**ЗАДАНИЯ**.
(a) Переведите на английский язык предложение из отрывка о смысле жизни: «Кроме того, при утрате Бога обостряется и проблема поисков смысла жизни».
(b) Продублируйте дословно фрагмент отрывка о смысле жизни от слов «Вариантов множество. Но» до слов «моя личная ценность?» включительно.

В молодежной культуре есть еще один популярный способ придать себе ценность: «Я значимый человек, потому что стильно выгляжу». Я смотрю в зеркало и вижу одежду, купленную в бутиках модных дизайнеров, дорогие часы, последнюю модель мобильника и стильную обувь.
Еще есть самооценка бюрократа: «Я значимый человек, потому что обладаю властью». Я важный человек, потому что могу заставить других людей простоять два часа в очереди.
Вариантов множество. Но общество оказывается в весьма шатком положении, если одним людям приходится строить свою самооценку на том, какой властью они обладают за счет других. Я считаю, что именно поэтому в Британии так распространены уличные нападения, насилие и драки. Есть множество подростков, особенно чернокожих, которым общество, по сути, дало понять: «Вы — никчемные люди!», на что они ответили: «А вот мы докажем, что чего-то стоим!» Потому что если ты разбил кому-то нос, то тем самым доказал свою значимость — по крайней мере, в жизни жертвы…

* * *
Кризис ценности человеческой личности — лишь одна из многих проблем, с которыми приходится сталкиваться, когда Бога нет: если мы действительно являемся капризами случая, как говорится в романах Сартра или пьесах Беккета, то в чем состоит ваша или моя личная ценность?
Кроме того, при утрате Бога обостряется и проблема поисков смысла жизни. Альбер Камю, другой французский философ и писатель, сказал: «До сих пор человек вопрошал о своем предназначении у Творца. Но с того самого момента, когда он освятил свой разрыв с Богом, он предал сам себя на волю скоротечного мгновения, быстро проходящих дней и зря растраченной восприимчивости».
Камю еще раз иллюстрирует бессмысленную трату времени и сил, говоря: «Современного человека можно описать одним единственным предложением: он блудил и читал газеты. После столь яркого определения эта тема будет, если можно так выразиться, исчерпана». Неужели все так и есть? Джозеф Конрад, один из величайших английских романистов, говорил, что судьба человека — это «непонятная система безжалостной логики ради осуществления тщетного замысла».
Ради чего я живу? Возможно, мне посчастливилось получить университетское образование, найти работу, трудиться и зарабатывать деньги на еду для того, чтобы завтра было достаточно сил пойти на работу, чтобы заработать еще денег на еду для того, чтобы на следующий день у меня были силы пойти на работу и заработать еще денег — и так далее, по кругу, в течение пятидесяти лет, после чего меня положат в ящик и закопают в землю. Вот, собственно, и все. Если бы мы верили в Бога, то верили бы и в замысел Творца, который делает человеческую жизнь осмысленной и стоящей. Но если никакого замысла и предназначения нет, остается только «быстро проходящие дни и зря растраченная восприимчивость».

Записи для разметки ограничивающих рамок:
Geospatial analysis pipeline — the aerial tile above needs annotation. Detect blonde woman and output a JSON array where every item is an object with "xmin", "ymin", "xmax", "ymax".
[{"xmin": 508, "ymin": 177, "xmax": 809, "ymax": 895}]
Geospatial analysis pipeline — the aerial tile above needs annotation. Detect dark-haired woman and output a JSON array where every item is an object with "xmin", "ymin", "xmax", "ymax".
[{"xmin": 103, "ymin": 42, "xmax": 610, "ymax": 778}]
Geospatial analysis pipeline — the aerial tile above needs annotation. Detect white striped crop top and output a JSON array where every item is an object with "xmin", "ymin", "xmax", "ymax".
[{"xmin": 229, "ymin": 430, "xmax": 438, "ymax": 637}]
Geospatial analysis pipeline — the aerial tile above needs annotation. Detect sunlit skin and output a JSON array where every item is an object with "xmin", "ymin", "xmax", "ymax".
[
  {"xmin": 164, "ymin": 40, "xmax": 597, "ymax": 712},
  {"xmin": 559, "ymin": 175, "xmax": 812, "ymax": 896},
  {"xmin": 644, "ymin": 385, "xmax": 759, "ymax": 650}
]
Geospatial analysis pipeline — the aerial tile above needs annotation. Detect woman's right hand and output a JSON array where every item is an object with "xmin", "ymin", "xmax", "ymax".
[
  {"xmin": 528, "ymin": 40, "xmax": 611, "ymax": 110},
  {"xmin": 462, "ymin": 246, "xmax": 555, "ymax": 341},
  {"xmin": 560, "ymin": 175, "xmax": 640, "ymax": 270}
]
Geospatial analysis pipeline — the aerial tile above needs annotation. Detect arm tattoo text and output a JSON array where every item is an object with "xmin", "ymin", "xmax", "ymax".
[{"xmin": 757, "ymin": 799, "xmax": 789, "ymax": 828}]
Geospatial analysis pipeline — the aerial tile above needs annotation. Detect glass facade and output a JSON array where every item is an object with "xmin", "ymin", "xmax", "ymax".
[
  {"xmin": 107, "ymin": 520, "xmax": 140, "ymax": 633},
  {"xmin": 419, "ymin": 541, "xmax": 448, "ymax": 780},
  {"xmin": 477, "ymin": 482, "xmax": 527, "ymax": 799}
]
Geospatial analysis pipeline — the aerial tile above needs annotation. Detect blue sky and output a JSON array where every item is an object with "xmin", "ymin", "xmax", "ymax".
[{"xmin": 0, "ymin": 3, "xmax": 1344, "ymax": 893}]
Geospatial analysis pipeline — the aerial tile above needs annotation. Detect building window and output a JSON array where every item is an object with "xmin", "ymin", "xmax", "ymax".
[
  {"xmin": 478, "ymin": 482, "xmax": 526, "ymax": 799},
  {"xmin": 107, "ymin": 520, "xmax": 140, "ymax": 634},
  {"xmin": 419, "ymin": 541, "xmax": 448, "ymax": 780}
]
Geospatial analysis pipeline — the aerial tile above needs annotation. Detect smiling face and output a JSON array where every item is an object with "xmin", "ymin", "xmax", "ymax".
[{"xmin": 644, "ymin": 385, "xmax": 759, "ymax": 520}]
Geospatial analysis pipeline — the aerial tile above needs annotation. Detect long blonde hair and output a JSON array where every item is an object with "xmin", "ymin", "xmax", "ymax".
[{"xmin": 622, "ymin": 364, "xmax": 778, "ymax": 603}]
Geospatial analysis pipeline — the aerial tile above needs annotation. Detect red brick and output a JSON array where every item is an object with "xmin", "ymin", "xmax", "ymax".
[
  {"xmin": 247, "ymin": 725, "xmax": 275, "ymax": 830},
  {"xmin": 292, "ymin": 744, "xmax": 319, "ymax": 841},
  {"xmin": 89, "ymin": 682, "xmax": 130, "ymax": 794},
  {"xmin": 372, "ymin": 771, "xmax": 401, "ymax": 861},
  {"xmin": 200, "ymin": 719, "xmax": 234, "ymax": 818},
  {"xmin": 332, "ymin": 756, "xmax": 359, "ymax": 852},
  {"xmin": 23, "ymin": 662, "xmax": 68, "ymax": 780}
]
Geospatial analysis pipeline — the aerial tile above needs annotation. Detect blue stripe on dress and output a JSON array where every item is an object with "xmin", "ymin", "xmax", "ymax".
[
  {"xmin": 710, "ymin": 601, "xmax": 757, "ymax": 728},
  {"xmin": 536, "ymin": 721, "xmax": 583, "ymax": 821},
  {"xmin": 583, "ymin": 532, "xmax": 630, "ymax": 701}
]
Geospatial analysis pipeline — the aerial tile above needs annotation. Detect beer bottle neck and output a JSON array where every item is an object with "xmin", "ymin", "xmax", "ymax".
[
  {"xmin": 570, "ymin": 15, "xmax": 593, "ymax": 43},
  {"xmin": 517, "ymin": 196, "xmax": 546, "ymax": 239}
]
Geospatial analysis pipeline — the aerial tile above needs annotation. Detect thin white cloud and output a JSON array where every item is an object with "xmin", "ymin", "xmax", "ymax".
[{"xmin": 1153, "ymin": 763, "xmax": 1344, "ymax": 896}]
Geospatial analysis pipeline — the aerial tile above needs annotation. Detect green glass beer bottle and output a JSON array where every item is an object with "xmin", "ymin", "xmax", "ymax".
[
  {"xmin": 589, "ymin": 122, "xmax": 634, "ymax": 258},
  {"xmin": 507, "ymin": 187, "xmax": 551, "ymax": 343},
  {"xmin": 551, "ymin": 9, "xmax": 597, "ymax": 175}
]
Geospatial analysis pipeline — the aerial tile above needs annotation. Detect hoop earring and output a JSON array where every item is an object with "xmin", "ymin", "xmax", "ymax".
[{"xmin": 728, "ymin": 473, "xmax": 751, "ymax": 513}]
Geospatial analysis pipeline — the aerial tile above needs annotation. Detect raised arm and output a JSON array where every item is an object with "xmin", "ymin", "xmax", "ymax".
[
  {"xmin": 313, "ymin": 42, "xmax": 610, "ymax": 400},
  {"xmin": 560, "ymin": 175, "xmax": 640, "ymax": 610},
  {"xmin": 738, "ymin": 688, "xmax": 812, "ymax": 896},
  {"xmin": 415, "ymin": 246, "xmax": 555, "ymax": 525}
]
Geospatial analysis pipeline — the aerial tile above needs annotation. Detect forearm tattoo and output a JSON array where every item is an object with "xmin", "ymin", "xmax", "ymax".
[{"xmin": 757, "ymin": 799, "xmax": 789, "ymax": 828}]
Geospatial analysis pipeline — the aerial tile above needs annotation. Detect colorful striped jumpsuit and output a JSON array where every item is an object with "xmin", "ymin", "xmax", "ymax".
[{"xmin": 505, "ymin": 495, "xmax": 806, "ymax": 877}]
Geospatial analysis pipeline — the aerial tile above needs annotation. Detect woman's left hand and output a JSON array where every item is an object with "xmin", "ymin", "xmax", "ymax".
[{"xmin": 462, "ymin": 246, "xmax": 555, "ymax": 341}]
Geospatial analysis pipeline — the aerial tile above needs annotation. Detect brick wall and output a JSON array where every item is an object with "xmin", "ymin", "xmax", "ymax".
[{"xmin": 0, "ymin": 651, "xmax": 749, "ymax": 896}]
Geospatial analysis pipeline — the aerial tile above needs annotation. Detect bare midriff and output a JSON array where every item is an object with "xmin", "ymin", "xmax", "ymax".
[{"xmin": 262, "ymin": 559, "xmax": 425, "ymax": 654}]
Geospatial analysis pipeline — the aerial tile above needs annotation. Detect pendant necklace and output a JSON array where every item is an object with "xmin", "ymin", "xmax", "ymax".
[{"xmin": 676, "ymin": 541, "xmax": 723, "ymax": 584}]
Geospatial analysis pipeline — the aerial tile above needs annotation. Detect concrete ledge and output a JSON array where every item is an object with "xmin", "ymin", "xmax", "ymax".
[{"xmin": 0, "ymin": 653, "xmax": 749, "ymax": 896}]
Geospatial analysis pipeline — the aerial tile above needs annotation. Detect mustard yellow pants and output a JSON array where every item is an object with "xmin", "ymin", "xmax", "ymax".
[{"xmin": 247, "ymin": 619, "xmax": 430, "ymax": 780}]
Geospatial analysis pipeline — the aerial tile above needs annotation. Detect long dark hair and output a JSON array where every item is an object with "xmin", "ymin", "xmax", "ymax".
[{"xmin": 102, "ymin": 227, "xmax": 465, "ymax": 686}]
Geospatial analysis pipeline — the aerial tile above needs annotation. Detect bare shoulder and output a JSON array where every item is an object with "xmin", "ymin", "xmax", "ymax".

**ПОЛНЫЕ ОТВЕТЫ**.
(a) Moreover, with the loss of God, the problem of searching for the meaning of life also becomes more acute.

(b)
Вариантов множество. Но общество оказывается в весьма шатком положении, если одним людям приходится строить свою самооценку на том, какой властью они обладают за счет других. Я считаю, что именно поэтому в Британии так распространены уличные нападения, насилие и драки. Есть множество подростков, особенно чернокожих, которым общество, по сути, дало понять: «Вы — никчемные люди!», на что они ответили: «А вот мы докажем, что чего-то стоим!» Потому что если ты разбил кому-то нос, то тем самым доказал свою значимость — по крайней мере, в жизни жертвы…

* * *
Кризис ценности человеческой личности — лишь одна из многих проблем, с которыми приходится сталкиваться, когда Бога нет: если мы действительно являемся капризами случая, как говорится в романах Сартра или пьесах Беккета, то в чем состоит ваша или моя личная ценность?